=== DATA LISTING ===

···

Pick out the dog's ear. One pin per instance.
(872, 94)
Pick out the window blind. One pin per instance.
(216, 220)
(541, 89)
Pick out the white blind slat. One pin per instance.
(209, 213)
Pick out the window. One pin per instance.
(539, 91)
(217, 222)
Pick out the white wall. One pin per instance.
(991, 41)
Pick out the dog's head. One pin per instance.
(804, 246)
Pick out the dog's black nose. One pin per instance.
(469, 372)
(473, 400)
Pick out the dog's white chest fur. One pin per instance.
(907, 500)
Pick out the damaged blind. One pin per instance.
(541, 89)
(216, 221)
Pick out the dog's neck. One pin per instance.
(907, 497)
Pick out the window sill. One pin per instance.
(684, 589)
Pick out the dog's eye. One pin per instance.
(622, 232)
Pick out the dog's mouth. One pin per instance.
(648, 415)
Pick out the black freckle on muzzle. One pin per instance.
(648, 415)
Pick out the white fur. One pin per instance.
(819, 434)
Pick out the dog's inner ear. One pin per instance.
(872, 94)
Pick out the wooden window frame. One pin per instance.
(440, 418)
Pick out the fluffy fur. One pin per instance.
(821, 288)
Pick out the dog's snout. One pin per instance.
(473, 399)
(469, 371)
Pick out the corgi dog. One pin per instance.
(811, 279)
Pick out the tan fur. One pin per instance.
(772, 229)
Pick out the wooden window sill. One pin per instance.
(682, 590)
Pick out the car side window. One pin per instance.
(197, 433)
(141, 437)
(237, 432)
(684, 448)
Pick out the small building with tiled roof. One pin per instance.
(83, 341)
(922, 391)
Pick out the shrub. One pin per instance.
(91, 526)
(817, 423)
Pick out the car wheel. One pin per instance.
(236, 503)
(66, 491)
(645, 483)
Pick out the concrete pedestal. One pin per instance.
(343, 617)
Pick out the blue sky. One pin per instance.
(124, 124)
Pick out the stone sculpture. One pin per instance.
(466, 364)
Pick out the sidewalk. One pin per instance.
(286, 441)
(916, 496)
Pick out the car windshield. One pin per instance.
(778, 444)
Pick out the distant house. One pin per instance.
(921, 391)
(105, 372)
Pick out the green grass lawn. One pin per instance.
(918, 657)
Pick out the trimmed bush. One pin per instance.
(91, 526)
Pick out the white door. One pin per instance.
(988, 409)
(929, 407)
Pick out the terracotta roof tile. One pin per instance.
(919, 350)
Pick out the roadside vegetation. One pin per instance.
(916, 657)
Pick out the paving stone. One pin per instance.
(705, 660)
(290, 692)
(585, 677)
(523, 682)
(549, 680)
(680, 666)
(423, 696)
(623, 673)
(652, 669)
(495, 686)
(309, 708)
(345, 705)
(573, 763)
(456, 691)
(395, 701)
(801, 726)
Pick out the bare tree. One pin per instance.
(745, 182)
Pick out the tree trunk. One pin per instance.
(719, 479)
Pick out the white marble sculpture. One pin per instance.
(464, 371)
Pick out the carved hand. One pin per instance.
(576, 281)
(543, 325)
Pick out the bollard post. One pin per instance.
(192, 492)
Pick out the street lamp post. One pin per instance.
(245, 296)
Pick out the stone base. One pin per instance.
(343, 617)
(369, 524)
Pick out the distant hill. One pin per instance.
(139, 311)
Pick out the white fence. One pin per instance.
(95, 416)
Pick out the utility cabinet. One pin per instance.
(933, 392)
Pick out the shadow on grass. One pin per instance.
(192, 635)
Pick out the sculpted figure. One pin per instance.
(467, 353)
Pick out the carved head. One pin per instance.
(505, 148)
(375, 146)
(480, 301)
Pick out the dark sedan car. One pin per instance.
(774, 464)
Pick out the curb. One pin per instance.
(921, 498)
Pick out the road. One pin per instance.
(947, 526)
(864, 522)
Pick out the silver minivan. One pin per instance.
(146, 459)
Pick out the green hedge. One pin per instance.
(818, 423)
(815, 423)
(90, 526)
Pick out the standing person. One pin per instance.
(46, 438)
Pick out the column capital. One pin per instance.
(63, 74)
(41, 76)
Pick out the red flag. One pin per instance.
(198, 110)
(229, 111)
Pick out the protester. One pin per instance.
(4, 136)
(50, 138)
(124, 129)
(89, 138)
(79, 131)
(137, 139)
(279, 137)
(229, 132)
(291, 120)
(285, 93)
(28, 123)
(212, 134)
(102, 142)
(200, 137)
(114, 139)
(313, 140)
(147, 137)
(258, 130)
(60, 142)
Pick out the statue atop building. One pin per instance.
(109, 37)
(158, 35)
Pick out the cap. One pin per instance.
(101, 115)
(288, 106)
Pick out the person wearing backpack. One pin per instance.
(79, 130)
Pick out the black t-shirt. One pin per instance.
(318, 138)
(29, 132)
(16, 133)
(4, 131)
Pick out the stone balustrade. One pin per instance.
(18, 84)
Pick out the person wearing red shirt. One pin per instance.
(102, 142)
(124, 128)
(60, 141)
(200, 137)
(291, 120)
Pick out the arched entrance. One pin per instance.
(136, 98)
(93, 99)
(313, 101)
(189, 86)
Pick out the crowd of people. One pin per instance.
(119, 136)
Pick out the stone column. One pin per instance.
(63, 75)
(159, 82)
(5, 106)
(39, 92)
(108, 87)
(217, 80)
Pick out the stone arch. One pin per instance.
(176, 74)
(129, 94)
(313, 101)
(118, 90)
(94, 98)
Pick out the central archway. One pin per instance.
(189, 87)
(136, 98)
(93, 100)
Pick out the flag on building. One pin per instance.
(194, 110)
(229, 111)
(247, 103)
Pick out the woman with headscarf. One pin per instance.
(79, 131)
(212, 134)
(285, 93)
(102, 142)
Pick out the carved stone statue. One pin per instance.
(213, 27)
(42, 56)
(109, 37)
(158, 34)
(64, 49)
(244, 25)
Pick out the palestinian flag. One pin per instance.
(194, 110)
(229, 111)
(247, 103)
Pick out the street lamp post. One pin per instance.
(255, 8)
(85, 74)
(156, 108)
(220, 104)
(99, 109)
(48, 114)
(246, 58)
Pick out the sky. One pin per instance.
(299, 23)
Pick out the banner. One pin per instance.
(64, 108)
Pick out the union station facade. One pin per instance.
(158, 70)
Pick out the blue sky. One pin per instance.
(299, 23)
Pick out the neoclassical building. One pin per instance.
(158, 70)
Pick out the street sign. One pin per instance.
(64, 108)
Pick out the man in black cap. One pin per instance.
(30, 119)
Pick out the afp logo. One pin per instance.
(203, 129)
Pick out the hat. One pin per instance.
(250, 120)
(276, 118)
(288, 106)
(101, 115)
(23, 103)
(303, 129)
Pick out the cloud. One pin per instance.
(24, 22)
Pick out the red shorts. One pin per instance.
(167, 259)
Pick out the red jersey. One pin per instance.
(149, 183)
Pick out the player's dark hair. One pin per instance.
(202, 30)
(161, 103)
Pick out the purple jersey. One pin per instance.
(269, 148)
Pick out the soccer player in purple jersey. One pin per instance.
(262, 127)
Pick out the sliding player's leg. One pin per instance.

···

The whole listing above needs to be transcribed exactly.

=== RESULT OF THIS TASK ===
Pick out the dog's ear. One pin per instance.
(872, 94)
Pick out the window blind. One pin per instance.
(216, 220)
(541, 89)
Pick out the white blind slat. One pin per instance.
(209, 213)
Pick out the window. One pin per instance.
(539, 91)
(217, 222)
Pick out the white wall. One pin per instance.
(991, 41)
Pick out the dog's head. One pin per instance.
(804, 246)
Pick out the dog's black nose. One pin per instance.
(469, 372)
(473, 400)
Pick out the dog's white chest fur. One pin per instance.
(907, 500)
Pick out the damaged blind. One pin per instance.
(541, 89)
(216, 221)
Pick out the dog's neck. One pin per instance.
(907, 497)
Pick out the window sill. One pin per instance.
(684, 589)
Pick out the dog's eye. One pin per instance.
(622, 232)
Pick out the dog's mouth. One pin per instance.
(648, 415)
Pick out the black freckle on muzzle. One pin per instance.
(648, 415)
Pick out the white fur. One pin per instance.
(819, 434)
Pick out the dog's inner ear. One pin per instance.
(872, 94)
Pick out the wooden window frame. One pin per instance.
(440, 418)
Pick out the fluffy fur. One pin per instance.
(821, 288)
Pick out the dog's snout. One pin per instance.
(473, 399)
(469, 371)
Pick out the corgi dog. One pin per instance.
(811, 279)
Pick out the tan fur. One pin per instance.
(772, 229)
Pick out the wooden window sill. One pin per instance.
(682, 590)
Pick out the car side window. One pin per instance.
(197, 433)
(141, 437)
(237, 432)
(684, 448)
Pick out the small building with tiled roof. One pin per instance.
(83, 341)
(922, 391)
Pick out the shrub. One pin per instance.
(91, 526)
(817, 423)
Pick out the car wheel. One pin per instance.
(236, 503)
(66, 491)
(645, 483)
Pick out the concrete pedestal. One pin per instance.
(343, 617)
Pick out the blue sky. One pin per instance.
(124, 124)
Pick out the stone sculpture. One pin per instance.
(466, 364)
Pick out the sidewalk. One pin per instance.
(286, 441)
(916, 496)
Pick out the car windshield. One pin per instance.
(778, 444)
Pick out the distant house. One pin per instance.
(921, 391)
(105, 372)
Pick out the green grass lawn. One pin per instance.
(918, 657)
Pick out the trimmed bush. One pin per instance.
(91, 526)
Pick out the white door. One pin per instance.
(988, 409)
(929, 407)
Pick out the terracotta roof tile. One pin per instance.
(919, 350)
Pick out the roadside vegetation. One pin per instance.
(916, 657)
Pick out the paving stone. One pin per instance.
(705, 660)
(290, 692)
(585, 677)
(523, 682)
(549, 680)
(680, 666)
(423, 696)
(623, 673)
(652, 669)
(495, 686)
(309, 708)
(345, 705)
(573, 763)
(456, 691)
(395, 701)
(801, 726)
Pick out the bare tree. One pin per instance.
(745, 182)
Pick out the tree trunk. One pin per instance.
(719, 479)
Pick out the white marble sculpture. One pin per instance.
(464, 371)
Pick out the carved hand. One pin per instance.
(576, 281)
(543, 325)
Pick out the bollard post. One pin per instance.
(192, 492)
Pick out the street lamp post. One pin per instance.
(245, 296)
Pick out the stone base. One pin per instance.
(343, 617)
(369, 524)
Pick out the distant hill. One pin per instance.
(139, 311)
Pick out the white fence. One pin per instance.
(95, 416)
Pick out the utility cabinet. One pin per instance.
(933, 392)
Pick out the shadow on grass. One pin per instance.
(192, 635)
Pick out the sculpted figure. One pin per instance.
(467, 353)
Pick out the carved head. One pin per instance.
(505, 148)
(375, 146)
(480, 301)
Pick out the dark sedan car. One pin per instance.
(774, 464)
Pick out the curb. One pin per instance.
(921, 498)
Pick out the road. One pin per instance.
(947, 526)
(864, 522)
Pick out the silver minivan. One pin per instance.
(146, 459)
Pick out the green hedge. One pin per instance.
(818, 423)
(815, 423)
(90, 526)
Pick out the standing person. One pin per instance.
(46, 438)
Pick out the column capital. One pin per instance.
(63, 74)
(41, 76)
Pick out the red flag. One pin per instance.
(198, 110)
(229, 111)
Pick out the protester. One pin per instance.
(4, 136)
(50, 138)
(124, 129)
(89, 138)
(79, 131)
(137, 139)
(279, 137)
(229, 132)
(291, 120)
(285, 93)
(28, 123)
(212, 134)
(102, 142)
(200, 137)
(114, 139)
(313, 140)
(147, 137)
(258, 130)
(60, 142)
Pick out the statue atop building. One pin per instance.
(109, 37)
(158, 35)
Pick out the cap. One pin per instance.
(101, 115)
(288, 106)
Pick out the person wearing backpack. One pin per instance.
(79, 130)
Pick out the black t-shirt. One pin per instance.
(318, 138)
(29, 132)
(16, 133)
(4, 131)
Pick out the stone balustrade. One pin per instance.
(18, 84)
Pick out the person wearing red shirt. One pin per instance.
(102, 142)
(124, 128)
(60, 141)
(200, 137)
(291, 120)
Pick out the arched entrance. One pin per instance.
(136, 98)
(93, 99)
(313, 101)
(189, 86)
Pick out the crowd of people. One pin per instance.
(119, 136)
Pick out the stone column. One pin per instance.
(63, 75)
(159, 82)
(5, 106)
(39, 92)
(108, 87)
(217, 80)
Pick out the stone arch. One pin per instance.
(176, 74)
(129, 94)
(313, 101)
(118, 90)
(94, 98)
Pick out the central archway. One pin per instance.
(189, 87)
(136, 98)
(93, 100)
Pick out the flag on building. One pin per instance.
(194, 110)
(229, 111)
(247, 103)
Pick out the woman with headscarf. One pin per instance.
(79, 131)
(212, 134)
(285, 93)
(102, 142)
Pick out the carved stone statue. One pin per instance.
(213, 27)
(42, 56)
(109, 37)
(158, 34)
(64, 49)
(244, 25)
Pick out the palestinian flag. One pin per instance.
(194, 110)
(229, 111)
(247, 103)
Pick out the street lamp post. One pin per instance.
(255, 8)
(85, 74)
(156, 108)
(220, 104)
(99, 109)
(48, 114)
(246, 58)
Pick out the sky. One pin per instance.
(299, 23)
Pick out the banner. One pin per instance.
(64, 108)
Pick out the union station facade. One pin per instance.
(158, 70)
Pick out the blue sky. One pin per instance.
(299, 23)
Pick out the neoclassical building. One pin per instance.
(158, 70)
Pick out the street sign. One pin per instance.
(64, 108)
Pick out the man in black cap. One pin per instance.
(30, 119)
Pick out the afp logo. One pin per instance.
(203, 129)
Pick out the hat. One pin per instance.
(250, 120)
(276, 118)
(288, 106)
(101, 115)
(23, 103)
(303, 129)
Pick out the cloud. One pin per instance.
(24, 22)
Pick out the red shorts. One pin per instance.
(167, 259)
Pick out the red jersey. One pin per instance.
(149, 183)
Pick out the player's dark hair. One pin per instance.
(202, 30)
(161, 103)
Pick out the purple jersey. One pin per instance.
(269, 148)
Pick out the soccer player in purple jersey. One pin per instance.
(262, 127)
Pick out the sliding player's leg. One pin per instance.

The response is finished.